» **TASK DESCRIPTION**
Every line of the entries that holds the word "Highlight" is to be copied.

» **SOURCE DATA**
---------------
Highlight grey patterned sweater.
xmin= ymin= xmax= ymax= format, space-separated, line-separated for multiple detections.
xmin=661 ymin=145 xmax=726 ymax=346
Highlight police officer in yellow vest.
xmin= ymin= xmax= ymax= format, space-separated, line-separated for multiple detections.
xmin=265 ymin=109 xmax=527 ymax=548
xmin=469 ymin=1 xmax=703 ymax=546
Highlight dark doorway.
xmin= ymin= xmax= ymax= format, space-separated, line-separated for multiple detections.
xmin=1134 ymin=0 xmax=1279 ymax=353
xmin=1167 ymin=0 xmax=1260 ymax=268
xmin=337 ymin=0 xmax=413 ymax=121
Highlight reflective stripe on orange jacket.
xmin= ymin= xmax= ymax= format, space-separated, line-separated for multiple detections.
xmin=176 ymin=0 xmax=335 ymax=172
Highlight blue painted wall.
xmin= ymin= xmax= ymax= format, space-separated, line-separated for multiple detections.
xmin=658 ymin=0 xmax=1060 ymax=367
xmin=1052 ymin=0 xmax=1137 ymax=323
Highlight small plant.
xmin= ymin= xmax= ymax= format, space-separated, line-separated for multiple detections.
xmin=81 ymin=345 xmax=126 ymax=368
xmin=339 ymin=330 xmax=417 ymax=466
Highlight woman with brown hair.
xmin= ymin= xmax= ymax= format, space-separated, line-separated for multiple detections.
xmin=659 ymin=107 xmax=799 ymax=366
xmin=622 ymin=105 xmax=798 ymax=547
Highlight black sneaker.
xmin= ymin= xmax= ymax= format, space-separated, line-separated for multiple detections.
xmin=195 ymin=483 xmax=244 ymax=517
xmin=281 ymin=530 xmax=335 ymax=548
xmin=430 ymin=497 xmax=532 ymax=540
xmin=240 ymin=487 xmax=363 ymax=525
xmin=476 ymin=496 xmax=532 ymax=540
---------------
» **OUTPUT OF THE EXERCISE**
Highlight grey patterned sweater.
Highlight police officer in yellow vest.
Highlight dark doorway.
Highlight reflective stripe on orange jacket.
Highlight blue painted wall.
Highlight small plant.
Highlight woman with brown hair.
Highlight black sneaker.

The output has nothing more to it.